SHORT TASK: Copy each of the entries below character for character, changing nothing.

━━━ STORED DATA ━━━

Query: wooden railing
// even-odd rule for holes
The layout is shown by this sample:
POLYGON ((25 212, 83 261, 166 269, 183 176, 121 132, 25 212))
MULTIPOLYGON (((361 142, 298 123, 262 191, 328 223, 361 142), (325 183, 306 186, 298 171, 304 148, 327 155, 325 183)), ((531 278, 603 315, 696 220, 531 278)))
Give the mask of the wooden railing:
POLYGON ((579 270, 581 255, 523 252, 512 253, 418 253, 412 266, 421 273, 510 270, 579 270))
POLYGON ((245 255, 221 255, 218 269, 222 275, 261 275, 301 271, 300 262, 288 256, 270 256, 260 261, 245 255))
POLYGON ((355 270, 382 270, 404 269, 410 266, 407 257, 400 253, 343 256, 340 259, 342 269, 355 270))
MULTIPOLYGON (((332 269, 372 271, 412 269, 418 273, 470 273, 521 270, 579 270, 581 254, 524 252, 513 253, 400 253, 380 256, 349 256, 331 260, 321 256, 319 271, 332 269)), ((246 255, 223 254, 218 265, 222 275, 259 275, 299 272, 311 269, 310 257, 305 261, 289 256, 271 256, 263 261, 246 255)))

━━━

COMPLETE ANSWER:
Query: wooden railing
// even-odd rule for holes
The layout is shown by this sample:
POLYGON ((25 212, 83 261, 166 269, 183 176, 121 132, 25 212))
MULTIPOLYGON (((361 142, 298 123, 262 191, 328 223, 361 142), (325 183, 306 186, 298 171, 304 148, 327 155, 325 183)), ((531 278, 603 315, 696 220, 531 278)))
Give the mask of the wooden railing:
POLYGON ((579 270, 581 255, 523 252, 512 253, 418 253, 412 266, 421 273, 510 270, 579 270))
POLYGON ((245 255, 221 255, 218 269, 222 275, 261 275, 301 271, 300 262, 288 256, 270 256, 260 261, 245 255))
POLYGON ((355 270, 382 270, 404 269, 410 266, 407 257, 400 253, 343 256, 340 259, 342 269, 355 270))
MULTIPOLYGON (((332 269, 372 271, 412 269, 418 273, 470 273, 521 270, 579 270, 581 254, 524 252, 513 253, 400 253, 380 256, 349 256, 331 260, 321 256, 319 271, 332 269)), ((246 255, 223 254, 218 265, 222 275, 259 275, 299 272, 311 269, 310 257, 305 261, 289 256, 271 256, 263 261, 246 255)))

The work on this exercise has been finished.